SUPPLIED PASSAGE start
We need to talk about spotify
MASSIVE MUSIC INDUSTRY RANT
The news coming out about Spotify's PFC program is pretty damning. It's abhorrent that a company that just cashed in $1.1 billion in stock options is paying artists who feed it the content it needs to live around $0.003 per stream.
Now we find out that they're building systems that use what is essentially royalty-free music created by artists who don't get paid royalties in order to pack playlists with junk material that ensures that they have to pay artists even less.
Listen I'm all for music being easy to listen to, and I use Spotify. There is no ethical consumption under capitalism, you're not going to fix this issue by cancelling your Spotify account or listening to music off another platform that pays artists a little bit more. The simple fact is that musicians' music is no longer the way that money is made. It's essentially the top-of-funnel for all the other bullshit that we have to do to get people to even consider us in their everyday listening. To find out that these systems are in place to basically box everyone out of making any money is just offensive.
Personally I am sick to death of the whole content creator mindset. There's people all over the internet saying that the way you "make it" as a musician is to post 10 times a day and create catchy bullshit content that's meant to be clickbait and has very little to do with art. It's fucking exhausting.
Musicians literally create the stuff that gets most people through their days. You may not know it, because these systems are what they are, but the average musician, even the "big" artists that you may listen to, aren't getting paid much if at all for their music regardless of the platform from which it is streamed.
I know we say this ALL THE TIME, but if you really want to support a musician, buy something directly from them. Getting free shit is great. We all love it and we're all fucking broke. I get that. But if this capitalist hellscape continues as it is, you're going to stop one day and say, "Why isn't so-and-so releasing music anymore?", and the answer will be that they simply couldn't keep doing it. They're working nine fucking jobs to be able to live and they're tired of working really hard on music only to have it reach no one, and if it does, they get paid nothing from it.
SUPPLIED PASSAGE end
SHORT PROBLEM 1: In the Spotify rant, rewrite the span from "I know we say" to "nothing from it.", substituting "short on money" for "broke".
SHORT PROBLEM 2: Render this sentence from the Spotify rant in Spanish: "Musicians literally create the stuff that gets most people through their days."
SHORT PROBLEM 3: Extend the Spotify rant by writing on from its final sentence.
The records play no part in this work.
RAW DATA start
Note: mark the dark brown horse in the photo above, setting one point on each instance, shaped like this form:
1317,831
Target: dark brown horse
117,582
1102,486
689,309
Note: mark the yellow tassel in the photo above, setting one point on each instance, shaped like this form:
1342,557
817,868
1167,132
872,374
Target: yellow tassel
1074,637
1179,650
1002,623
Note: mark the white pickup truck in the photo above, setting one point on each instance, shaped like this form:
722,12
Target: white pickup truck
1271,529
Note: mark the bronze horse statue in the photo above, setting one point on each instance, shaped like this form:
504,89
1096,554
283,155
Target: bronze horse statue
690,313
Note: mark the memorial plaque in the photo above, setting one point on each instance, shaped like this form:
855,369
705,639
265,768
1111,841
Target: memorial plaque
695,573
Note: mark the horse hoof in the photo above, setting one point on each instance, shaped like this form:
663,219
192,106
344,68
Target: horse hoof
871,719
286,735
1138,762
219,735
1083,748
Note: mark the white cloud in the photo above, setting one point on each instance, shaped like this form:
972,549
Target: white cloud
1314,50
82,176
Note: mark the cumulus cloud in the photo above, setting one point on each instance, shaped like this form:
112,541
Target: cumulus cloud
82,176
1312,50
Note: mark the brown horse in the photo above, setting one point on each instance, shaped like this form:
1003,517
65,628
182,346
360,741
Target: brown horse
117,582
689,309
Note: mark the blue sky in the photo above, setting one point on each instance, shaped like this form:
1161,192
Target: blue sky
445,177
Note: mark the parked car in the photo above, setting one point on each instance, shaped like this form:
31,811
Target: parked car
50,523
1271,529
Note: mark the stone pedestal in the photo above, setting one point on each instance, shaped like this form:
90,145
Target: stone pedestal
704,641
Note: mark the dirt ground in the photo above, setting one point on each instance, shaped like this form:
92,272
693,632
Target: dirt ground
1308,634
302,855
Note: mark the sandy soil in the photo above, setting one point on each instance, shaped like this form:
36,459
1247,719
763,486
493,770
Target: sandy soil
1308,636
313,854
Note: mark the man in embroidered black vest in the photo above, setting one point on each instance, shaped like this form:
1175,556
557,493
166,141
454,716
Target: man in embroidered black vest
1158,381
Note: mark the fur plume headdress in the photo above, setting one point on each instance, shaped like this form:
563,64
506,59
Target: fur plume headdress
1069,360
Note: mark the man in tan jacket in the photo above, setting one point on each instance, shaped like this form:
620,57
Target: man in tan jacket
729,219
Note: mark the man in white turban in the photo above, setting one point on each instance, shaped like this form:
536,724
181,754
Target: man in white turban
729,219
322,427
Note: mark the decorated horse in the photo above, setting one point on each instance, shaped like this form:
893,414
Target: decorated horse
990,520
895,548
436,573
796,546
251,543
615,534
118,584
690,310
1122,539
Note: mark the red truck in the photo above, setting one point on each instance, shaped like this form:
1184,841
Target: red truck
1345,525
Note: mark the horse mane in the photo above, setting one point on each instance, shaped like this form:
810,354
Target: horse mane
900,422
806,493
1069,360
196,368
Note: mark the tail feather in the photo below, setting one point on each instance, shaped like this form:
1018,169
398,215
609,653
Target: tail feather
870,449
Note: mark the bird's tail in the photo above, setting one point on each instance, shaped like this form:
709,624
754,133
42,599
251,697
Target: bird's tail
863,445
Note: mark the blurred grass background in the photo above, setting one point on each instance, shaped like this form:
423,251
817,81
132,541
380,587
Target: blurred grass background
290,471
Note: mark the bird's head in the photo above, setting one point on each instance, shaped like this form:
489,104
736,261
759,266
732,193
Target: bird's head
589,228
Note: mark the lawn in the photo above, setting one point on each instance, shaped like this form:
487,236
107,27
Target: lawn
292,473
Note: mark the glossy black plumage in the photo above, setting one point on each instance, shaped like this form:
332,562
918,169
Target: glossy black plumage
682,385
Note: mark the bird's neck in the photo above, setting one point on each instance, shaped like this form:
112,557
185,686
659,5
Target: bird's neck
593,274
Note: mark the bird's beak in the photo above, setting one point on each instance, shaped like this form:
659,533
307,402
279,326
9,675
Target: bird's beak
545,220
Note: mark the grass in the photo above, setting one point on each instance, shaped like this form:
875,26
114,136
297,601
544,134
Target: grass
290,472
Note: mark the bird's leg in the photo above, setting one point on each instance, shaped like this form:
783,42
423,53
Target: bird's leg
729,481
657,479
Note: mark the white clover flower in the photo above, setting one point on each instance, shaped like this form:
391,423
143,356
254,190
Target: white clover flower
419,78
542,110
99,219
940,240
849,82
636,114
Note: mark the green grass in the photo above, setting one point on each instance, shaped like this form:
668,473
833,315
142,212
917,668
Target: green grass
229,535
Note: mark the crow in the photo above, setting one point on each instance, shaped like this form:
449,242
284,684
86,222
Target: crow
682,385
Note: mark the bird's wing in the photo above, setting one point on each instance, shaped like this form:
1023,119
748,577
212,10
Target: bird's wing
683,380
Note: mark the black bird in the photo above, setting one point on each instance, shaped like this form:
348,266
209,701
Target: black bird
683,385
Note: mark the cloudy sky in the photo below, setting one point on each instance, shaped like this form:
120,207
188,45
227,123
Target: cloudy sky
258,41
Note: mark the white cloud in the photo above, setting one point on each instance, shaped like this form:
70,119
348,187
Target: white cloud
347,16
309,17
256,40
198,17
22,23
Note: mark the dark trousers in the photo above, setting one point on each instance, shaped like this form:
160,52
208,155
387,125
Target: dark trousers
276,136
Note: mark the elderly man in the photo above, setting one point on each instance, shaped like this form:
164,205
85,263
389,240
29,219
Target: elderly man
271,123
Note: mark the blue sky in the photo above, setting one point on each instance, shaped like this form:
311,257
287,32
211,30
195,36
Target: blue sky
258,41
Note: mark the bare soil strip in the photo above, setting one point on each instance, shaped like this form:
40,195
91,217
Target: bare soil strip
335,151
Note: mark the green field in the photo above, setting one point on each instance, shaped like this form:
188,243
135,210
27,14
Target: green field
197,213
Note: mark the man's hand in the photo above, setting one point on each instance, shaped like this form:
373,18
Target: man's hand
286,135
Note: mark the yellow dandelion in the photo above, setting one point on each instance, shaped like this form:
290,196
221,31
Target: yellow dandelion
RAW DATA end
FINAL ANSWER 1:
I know we say this ALL THE TIME, but if you really want to support a musician, buy something directly from them. Getting free shit is great. We all love it and we're all fucking short on money. I get that. But if this capitalist hellscape continues as it is, you're going to stop one day and say, "Why isn't so-and-so releasing music anymore?", and the answer will be that they simply couldn't keep doing it. They're working nine fucking jobs to be able to live and they're tired of working really hard on music only to have it reach no one, and if it does, they get paid nothing from it.

FINAL ANSWER 2: Los músicos crean literalmente aquello que ayuda a la mayoría de las personas a sobrellevar sus días.

FINAL ANSWER 3:
The literal ONLY way that you support art is by supporting it. It's not something you can do passively, and it never has been. If you decide to give an artist $20 on Bandcamp, that is literally more money than 75% of artists will make in a YEAR of streaming on Spotify because it is IMPOSSIBLE to build an audience on these platforms in a sustainable way. You cannot game them, you cannot falsely inflate your numbers, and you can't even utilize the platforms THEMSELVES to increase your reach because you only gain access to promotional tools and monetization when you reach insane thresholds of "followership".
An example? To get monetized on YouTube, you need to have gained over 500 subscribers AND 250 watch hours or THREE MILLION shorts views in the last 365 or 90 days, respectively.
So, if you're a musician who makes music that you're proud of and you want to put it out there, and you put it onto YouTube, nothing will happen. No one gives a shit. So then you have to make clickbait shitty "content" that gets people to pay attention to only YOU and not your music.
Now imagine having to do that OVER AND OVER AGAIN on every fucking social media platform in order to get "revenue sharing", which is still VERY LITTLE when it comes to payouts. You see why I say this is exhausting?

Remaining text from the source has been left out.